Present every line of the records below as a numbered list, omitting any blank lines.

============================================================

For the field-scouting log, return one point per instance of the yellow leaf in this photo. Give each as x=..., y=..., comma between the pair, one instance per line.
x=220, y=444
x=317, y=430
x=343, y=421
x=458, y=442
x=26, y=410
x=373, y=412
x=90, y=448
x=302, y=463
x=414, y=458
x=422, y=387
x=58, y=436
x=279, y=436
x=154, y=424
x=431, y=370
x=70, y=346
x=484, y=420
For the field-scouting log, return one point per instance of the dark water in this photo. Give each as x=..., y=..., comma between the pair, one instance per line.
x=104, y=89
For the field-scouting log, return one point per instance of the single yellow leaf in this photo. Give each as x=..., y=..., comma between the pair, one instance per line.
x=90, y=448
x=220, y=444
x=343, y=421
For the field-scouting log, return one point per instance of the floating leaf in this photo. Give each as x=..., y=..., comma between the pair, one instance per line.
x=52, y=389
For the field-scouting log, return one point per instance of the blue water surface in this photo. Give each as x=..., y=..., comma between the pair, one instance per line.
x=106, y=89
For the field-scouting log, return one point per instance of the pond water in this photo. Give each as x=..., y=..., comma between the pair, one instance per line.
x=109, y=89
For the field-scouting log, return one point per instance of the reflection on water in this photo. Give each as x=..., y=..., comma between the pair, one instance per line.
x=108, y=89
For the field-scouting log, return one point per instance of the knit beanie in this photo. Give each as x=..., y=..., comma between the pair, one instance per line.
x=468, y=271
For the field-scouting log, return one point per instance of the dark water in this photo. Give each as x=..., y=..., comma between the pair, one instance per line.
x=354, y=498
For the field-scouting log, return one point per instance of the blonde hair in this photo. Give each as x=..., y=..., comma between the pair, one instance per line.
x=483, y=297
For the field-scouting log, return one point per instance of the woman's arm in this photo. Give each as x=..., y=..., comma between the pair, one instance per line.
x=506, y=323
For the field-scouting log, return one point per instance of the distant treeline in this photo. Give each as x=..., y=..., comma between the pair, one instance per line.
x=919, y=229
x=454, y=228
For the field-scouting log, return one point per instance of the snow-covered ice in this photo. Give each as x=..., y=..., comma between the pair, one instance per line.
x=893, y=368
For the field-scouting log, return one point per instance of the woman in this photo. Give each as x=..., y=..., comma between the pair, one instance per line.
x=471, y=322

============================================================

# [Reply]
1. For the field-scouting log, return one point per instance of the yellow leaf in this photo. Give each as x=..., y=..., comma between the pair, one instance per line.
2. x=220, y=444
3. x=317, y=430
4. x=343, y=421
5. x=458, y=442
6. x=26, y=410
7. x=373, y=412
8. x=90, y=448
9. x=302, y=463
10. x=414, y=458
11. x=422, y=387
12. x=58, y=436
13. x=279, y=436
14. x=154, y=424
15. x=431, y=370
16. x=70, y=346
17. x=484, y=420
18. For the field-scouting log, return one point per instance of the dark water in this photo. Give each as x=..., y=..., comma between the pair, one instance per line.
19. x=104, y=89
20. For the field-scouting log, return one point per instance of the single yellow leaf in this photo. Give each as x=..., y=..., comma between the pair, one instance per line.
21. x=90, y=448
22. x=220, y=444
23. x=343, y=421
24. For the field-scouting log, return one point per instance of the floating leaf in this photo. Give each as x=..., y=..., comma between the pair, one instance per line.
25. x=52, y=389
26. For the field-scouting log, return one point per instance of the blue water surface in this photo. Give each as x=..., y=..., comma between the pair, one instance per line.
27. x=106, y=89
28. For the field-scouting log, return one point per instance of the pond water in this photo. Give each as x=..., y=..., comma between the pair, one instance per line.
29. x=109, y=89
30. For the field-scouting log, return one point per instance of the reflection on water in this photo. Give each as x=..., y=..., comma between the pair, one instance per line.
31. x=108, y=89
32. For the field-scouting log, return one point per instance of the knit beanie in this photo. Give each as x=..., y=..., comma between the pair, one instance per line.
33. x=468, y=271
34. For the field-scouting log, return one point per instance of the dark water in this photo. Give each as x=..., y=..., comma between the pair, one instance per line.
35. x=354, y=498
36. For the field-scouting log, return one point per instance of the blonde hair in this photo. Give each as x=..., y=..., comma between the pair, one instance per line.
37. x=483, y=297
38. For the field-scouting log, return one point per instance of the woman's arm in this photo. Give each as x=..., y=..., comma between the pair, one instance per line.
39. x=506, y=323
40. For the field-scouting log, return one point per instance of the distant treeline in this photo. Give each as x=..., y=..., comma between the pair, one instance per line.
41. x=919, y=229
42. x=454, y=228
43. For the field-scouting log, return one point per instance of the snow-covered ice in this photo. Give each as x=..., y=..., comma between the pair, one instance per line.
44. x=893, y=368
45. For the field-scouting log, return one point per instance of the woman in this photo. Give each as x=..., y=..., comma between the pair, one instance per line.
46. x=471, y=322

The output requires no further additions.